> WHAT IS EXPECTED: Below are records; reproduce exactly the lines from the one containing "Can you find the white islanders" through the end, both included, and only those.

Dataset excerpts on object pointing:
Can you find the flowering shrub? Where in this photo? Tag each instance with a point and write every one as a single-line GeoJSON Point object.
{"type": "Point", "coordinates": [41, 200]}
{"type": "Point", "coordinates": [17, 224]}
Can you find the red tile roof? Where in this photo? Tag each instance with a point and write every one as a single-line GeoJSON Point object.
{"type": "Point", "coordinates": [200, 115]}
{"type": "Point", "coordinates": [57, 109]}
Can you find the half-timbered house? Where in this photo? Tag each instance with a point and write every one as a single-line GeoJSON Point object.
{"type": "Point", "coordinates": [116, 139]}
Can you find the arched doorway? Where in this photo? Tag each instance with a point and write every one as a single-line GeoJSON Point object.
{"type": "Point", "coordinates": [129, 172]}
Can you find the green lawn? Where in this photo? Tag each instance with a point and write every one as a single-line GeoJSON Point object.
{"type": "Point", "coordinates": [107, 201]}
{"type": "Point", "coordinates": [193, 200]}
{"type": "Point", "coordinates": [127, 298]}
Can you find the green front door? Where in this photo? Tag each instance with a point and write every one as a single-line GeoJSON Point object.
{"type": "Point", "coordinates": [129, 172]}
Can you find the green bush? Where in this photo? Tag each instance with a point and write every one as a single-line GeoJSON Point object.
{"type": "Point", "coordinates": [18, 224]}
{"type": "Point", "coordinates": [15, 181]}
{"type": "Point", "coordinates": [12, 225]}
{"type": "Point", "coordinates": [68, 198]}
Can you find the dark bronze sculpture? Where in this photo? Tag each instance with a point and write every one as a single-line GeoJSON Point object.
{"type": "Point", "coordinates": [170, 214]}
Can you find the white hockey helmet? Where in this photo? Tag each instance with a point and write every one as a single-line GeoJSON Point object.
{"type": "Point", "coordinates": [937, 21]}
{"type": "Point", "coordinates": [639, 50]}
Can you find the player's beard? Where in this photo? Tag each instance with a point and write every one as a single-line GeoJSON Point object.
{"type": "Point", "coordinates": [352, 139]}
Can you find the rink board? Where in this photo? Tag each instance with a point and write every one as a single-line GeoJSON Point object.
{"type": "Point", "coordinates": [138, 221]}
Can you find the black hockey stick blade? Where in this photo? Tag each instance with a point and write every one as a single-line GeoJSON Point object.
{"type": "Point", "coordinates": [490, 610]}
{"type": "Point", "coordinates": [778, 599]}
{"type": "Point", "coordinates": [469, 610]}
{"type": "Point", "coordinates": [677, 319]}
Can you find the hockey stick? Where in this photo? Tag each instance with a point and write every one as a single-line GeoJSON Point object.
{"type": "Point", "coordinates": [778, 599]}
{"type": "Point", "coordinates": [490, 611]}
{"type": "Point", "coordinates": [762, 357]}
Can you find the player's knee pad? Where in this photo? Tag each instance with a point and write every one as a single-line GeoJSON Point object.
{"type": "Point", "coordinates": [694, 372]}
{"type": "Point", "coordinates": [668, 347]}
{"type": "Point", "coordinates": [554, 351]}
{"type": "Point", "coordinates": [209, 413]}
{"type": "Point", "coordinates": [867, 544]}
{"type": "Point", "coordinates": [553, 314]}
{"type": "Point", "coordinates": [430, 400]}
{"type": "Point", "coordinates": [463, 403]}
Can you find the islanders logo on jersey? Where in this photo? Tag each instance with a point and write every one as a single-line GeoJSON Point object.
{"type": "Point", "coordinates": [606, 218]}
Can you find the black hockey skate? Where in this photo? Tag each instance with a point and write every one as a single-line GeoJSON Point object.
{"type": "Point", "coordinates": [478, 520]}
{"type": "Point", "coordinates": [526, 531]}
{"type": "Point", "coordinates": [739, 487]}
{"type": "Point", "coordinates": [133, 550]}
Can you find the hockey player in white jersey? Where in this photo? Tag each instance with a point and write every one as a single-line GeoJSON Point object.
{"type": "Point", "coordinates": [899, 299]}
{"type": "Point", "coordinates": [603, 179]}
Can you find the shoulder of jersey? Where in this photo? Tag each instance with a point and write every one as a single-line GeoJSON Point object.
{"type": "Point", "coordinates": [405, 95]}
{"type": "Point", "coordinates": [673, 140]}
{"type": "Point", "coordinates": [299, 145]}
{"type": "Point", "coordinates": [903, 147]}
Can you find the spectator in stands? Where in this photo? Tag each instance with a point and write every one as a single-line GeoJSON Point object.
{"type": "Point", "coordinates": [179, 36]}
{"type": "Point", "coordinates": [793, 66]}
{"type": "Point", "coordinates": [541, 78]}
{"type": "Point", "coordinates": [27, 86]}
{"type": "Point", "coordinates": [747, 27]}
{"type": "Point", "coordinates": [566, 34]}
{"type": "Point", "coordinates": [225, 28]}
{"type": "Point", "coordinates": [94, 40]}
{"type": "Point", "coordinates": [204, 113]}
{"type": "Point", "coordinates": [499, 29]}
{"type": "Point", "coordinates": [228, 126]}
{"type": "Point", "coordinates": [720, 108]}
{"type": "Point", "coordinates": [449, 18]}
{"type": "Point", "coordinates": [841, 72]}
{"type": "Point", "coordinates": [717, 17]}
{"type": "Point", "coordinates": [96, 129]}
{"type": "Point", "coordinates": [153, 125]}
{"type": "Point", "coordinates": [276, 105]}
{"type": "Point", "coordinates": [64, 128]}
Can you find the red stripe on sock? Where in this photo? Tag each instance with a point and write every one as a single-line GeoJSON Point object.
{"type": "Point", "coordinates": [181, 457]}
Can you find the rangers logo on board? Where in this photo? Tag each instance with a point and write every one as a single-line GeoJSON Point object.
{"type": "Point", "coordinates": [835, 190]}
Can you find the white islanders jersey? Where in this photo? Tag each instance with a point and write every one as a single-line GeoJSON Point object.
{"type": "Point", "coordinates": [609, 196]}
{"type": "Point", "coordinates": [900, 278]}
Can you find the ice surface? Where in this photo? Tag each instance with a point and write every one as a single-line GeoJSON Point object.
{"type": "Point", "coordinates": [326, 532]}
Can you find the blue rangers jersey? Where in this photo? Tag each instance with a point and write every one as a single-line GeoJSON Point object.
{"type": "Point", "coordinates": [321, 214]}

> PROBLEM SOLUTION:
Can you find the white islanders jersey? Where in this photo? Tag each instance with a point and write every one as a single-line GeoJSON Point object.
{"type": "Point", "coordinates": [609, 196]}
{"type": "Point", "coordinates": [900, 278]}
Can you find the ice surface? Where in this photo? Tag each instance with a point and write every one as a single-line GeoJSON Point object.
{"type": "Point", "coordinates": [326, 532]}
Can you find the blue rangers jersey? Where in this photo? Tag each instance with a point and write every one as a single-line GeoJSON Point object.
{"type": "Point", "coordinates": [321, 214]}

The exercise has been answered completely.